*** Input records Section Begins ***
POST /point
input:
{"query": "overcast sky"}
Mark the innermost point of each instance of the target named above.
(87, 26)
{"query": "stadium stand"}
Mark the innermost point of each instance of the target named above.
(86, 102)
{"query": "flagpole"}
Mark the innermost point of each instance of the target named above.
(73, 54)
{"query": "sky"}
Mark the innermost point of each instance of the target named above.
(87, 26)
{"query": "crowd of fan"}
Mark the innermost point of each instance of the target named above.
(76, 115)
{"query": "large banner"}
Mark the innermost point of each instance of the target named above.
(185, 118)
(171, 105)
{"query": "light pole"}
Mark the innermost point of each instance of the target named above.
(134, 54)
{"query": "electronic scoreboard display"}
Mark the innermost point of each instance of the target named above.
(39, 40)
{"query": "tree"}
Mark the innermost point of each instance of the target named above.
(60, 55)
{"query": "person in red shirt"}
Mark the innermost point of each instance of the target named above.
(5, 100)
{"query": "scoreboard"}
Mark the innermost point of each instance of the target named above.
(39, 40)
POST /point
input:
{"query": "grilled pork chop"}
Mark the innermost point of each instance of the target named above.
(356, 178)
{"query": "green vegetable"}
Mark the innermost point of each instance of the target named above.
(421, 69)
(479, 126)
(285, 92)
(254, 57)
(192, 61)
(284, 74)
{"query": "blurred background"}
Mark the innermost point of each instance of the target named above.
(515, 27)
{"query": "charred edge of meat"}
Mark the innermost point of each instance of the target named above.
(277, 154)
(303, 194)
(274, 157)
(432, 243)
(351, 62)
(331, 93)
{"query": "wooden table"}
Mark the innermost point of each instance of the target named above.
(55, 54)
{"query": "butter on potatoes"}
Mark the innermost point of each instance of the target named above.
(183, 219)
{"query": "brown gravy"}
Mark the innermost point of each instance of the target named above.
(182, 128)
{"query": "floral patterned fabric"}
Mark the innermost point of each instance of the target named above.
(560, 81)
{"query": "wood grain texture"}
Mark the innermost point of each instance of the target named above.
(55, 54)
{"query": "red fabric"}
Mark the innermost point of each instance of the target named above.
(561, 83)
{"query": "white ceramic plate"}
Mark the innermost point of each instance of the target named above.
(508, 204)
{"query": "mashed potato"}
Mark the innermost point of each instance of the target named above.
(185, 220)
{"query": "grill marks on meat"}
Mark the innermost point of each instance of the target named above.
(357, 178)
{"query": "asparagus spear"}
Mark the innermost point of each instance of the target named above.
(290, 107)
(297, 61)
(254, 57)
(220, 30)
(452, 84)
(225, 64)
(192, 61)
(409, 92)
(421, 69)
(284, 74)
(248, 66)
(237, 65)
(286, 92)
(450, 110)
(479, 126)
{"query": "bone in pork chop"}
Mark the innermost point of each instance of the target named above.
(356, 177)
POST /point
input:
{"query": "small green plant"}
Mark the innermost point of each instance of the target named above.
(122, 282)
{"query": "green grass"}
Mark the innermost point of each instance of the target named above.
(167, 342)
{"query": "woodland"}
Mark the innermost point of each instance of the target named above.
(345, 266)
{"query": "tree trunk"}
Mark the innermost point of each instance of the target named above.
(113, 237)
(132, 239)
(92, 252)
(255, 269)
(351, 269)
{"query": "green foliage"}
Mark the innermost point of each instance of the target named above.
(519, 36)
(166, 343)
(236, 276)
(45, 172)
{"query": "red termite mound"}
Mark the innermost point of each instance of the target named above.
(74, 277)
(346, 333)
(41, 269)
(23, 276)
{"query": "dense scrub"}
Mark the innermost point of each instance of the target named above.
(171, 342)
*** Input records Section Ends ***
Across the data above, how many lines carry the word "pork"? Only the number is needed.

▶ Solution for this exercise
2